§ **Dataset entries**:
BEGIN

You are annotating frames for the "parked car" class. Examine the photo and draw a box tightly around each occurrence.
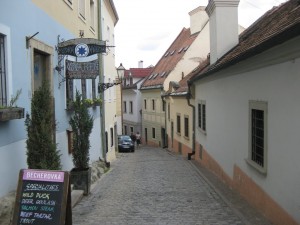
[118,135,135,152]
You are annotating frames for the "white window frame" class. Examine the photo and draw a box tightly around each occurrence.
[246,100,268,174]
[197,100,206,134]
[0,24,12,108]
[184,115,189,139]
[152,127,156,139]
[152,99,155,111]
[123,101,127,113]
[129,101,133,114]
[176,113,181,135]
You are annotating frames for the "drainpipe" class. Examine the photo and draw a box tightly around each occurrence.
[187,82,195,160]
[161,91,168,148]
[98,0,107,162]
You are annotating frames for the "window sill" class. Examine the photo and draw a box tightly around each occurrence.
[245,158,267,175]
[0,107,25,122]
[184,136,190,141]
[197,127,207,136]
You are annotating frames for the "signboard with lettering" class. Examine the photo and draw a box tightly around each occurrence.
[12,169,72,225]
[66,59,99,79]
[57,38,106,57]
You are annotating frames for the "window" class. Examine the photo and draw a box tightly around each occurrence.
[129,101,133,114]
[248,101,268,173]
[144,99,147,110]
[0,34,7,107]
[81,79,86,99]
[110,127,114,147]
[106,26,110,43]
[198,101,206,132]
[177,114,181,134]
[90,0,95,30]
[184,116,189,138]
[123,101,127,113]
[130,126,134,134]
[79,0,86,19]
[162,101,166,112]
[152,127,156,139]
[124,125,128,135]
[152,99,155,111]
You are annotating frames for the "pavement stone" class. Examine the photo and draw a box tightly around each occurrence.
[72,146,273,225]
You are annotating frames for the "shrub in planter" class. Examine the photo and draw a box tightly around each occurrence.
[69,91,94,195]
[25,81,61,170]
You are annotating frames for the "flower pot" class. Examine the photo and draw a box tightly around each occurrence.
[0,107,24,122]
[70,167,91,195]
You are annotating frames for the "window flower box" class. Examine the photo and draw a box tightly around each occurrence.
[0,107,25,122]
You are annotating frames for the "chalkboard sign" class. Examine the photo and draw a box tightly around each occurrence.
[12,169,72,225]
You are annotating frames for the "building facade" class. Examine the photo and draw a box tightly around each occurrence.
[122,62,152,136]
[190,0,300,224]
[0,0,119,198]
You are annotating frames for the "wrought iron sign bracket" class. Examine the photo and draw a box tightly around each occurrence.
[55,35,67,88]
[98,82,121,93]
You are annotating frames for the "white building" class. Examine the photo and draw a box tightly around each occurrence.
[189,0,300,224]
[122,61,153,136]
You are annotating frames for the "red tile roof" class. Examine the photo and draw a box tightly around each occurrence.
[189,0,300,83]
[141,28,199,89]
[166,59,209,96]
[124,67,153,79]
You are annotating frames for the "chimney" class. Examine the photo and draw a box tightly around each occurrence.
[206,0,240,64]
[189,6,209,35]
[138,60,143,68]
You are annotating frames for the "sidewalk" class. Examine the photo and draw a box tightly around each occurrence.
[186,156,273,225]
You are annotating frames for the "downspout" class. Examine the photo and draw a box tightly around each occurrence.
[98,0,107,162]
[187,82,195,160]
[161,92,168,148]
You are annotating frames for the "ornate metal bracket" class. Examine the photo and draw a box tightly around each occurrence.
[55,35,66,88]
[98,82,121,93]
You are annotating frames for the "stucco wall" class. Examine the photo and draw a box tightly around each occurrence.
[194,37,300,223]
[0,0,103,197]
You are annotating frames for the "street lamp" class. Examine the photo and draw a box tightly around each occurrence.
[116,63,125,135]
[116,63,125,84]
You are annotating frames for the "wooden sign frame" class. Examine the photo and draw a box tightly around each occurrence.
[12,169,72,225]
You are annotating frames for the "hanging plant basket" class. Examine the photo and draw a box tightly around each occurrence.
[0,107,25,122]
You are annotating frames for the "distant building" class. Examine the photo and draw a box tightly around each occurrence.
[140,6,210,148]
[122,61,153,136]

END

§ **What you will do**:
Carry over each record above character for character, with the pictures left out.

§ **Response box**:
You are annotating frames for the "parked car" class. Examine the photo and draw a box tightly around each occurrence.
[118,135,135,152]
You are annotating frames for the "white window frame" class. Examine the photo and draw a box tightly around each occurrence.
[246,100,268,174]
[197,100,206,134]
[0,24,12,108]
[184,115,189,139]
[152,127,156,139]
[152,99,155,111]
[123,101,127,113]
[129,101,133,114]
[176,113,181,135]
You are annotating frames for the "drainpipe" class. Examine the photo and draw a box tightly around each occurrence.
[187,82,195,160]
[161,91,168,148]
[98,0,107,162]
You are annotating frames for the "window sill" class. Examine the photo and draw a box tightly around each occurrence.
[245,158,267,175]
[0,107,25,122]
[184,136,190,141]
[197,127,207,136]
You are annotating frames for the "signboard with lettering" class. Examine the photo and draw a box tightly around each occurrence.
[12,169,72,225]
[66,59,99,79]
[57,38,106,57]
You are annotating frames for the "window" class. Examine the photo and draw a box tightly around each occurrence.
[129,101,133,114]
[248,101,268,173]
[144,99,147,110]
[0,34,7,107]
[81,79,86,99]
[110,127,114,147]
[106,26,110,43]
[198,101,206,132]
[177,114,181,134]
[90,0,95,30]
[184,116,189,138]
[123,101,127,113]
[130,126,134,134]
[79,0,86,19]
[162,101,166,112]
[152,127,156,139]
[124,125,128,135]
[152,99,155,111]
You are annotating frames for the "pavement stone" class. Examine the photo and draw a box tightly around each occurrence.
[72,146,273,225]
You are annotating frames for the "shrub in planter" class. Examine the photo and draw a box tightly around each occurrence.
[69,91,94,195]
[25,81,61,170]
You are annotating frames for the "flower pot" class. Examine the photo and draw a box tightly around each occurrence.
[0,107,24,122]
[70,167,91,195]
You are annotating frames for the "window flower box" class. Examine the photo and draw a box tightly around each occurrence.
[0,107,25,122]
You are annotating frames for the "chalkboard sign" class. Examine the photo and draw a box tightly around each occurrence.
[12,169,72,225]
You are annotating frames for the "building facade" class. Examine the photo and draw a box tightly around each occurrence.
[122,62,152,136]
[190,0,300,224]
[0,0,119,198]
You are annotating frames for the "wrought iron sign bracket" class. Examine the photo and draw a box tightly around each occurrence.
[55,35,67,88]
[98,82,121,93]
You are annotating frames for the "white building" class. Examine the photo and draw a box tightly around each occurrence.
[189,0,300,224]
[122,61,153,136]
You are annotating frames for the "red tile roof" class. Examine the photo and draw a box tightly around each occurrence.
[189,0,300,83]
[141,28,199,89]
[166,59,209,96]
[124,67,153,79]
You are annotating frames for the "chimney" class. Examine the photo and draw a box tightly around each occurrence.
[206,0,240,64]
[189,6,209,35]
[138,60,143,68]
You are annotating frames for the "sidewalk" class. Examine the photo and draw a box tightly around each occurrence.
[186,156,273,225]
You are annotating frames for the "downspout" class. Examine the photo and draw a box tightly around each occurrence.
[98,0,107,162]
[187,82,195,160]
[161,92,168,148]
You are annotating frames for the "ornate metal bracket" class. Examine the photo and draw a box tightly around each occurrence.
[55,35,66,88]
[98,82,121,93]
You are annotating frames for the "stucco wall" class. Examine the photo and draw a box tightly around each occurrence.
[194,37,300,223]
[0,0,103,197]
You are annotating frames for the "street lamp" class. Examine the photo and draw a box tightly around each occurrence.
[116,63,125,135]
[116,63,125,84]
You are annotating frames for the "wooden sign frame" class. Examine the photo and draw a box tightly around each occurrence.
[12,169,72,225]
You are annotating frames for the "hanging plant basket" class. Examine the photo and draw a box tightly around each occurrence.
[0,107,25,122]
You are annotating frames for the "distant building" class. Examine the photo and draw a box tightly around each occurrence.
[140,6,210,148]
[122,61,153,136]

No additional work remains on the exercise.